Entries from a dataset:
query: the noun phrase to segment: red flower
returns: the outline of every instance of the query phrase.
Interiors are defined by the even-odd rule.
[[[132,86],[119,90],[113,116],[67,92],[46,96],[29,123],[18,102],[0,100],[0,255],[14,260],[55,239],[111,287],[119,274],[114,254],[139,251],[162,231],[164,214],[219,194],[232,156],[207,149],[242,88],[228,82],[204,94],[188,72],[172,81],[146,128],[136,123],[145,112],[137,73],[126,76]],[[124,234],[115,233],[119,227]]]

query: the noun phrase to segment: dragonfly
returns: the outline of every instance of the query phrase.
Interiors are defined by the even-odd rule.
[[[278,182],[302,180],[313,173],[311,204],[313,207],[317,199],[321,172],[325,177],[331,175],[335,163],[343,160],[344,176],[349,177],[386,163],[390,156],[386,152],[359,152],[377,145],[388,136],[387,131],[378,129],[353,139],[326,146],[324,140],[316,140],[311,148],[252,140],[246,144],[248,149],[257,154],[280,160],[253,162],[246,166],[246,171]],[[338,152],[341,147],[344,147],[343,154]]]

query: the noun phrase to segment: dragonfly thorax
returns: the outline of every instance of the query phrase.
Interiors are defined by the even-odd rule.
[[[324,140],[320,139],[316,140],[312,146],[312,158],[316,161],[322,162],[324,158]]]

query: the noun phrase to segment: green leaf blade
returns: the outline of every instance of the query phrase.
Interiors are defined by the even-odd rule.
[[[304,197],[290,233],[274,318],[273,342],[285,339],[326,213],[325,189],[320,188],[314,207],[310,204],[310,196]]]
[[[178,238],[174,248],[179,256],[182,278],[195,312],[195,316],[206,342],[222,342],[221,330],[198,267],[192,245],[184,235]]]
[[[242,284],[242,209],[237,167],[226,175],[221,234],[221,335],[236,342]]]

# WRITTEN INSTRUCTION
How many lines above contain the string "dragonfly"? Case matters. Reply with the number only.

# THE SOLUTION
2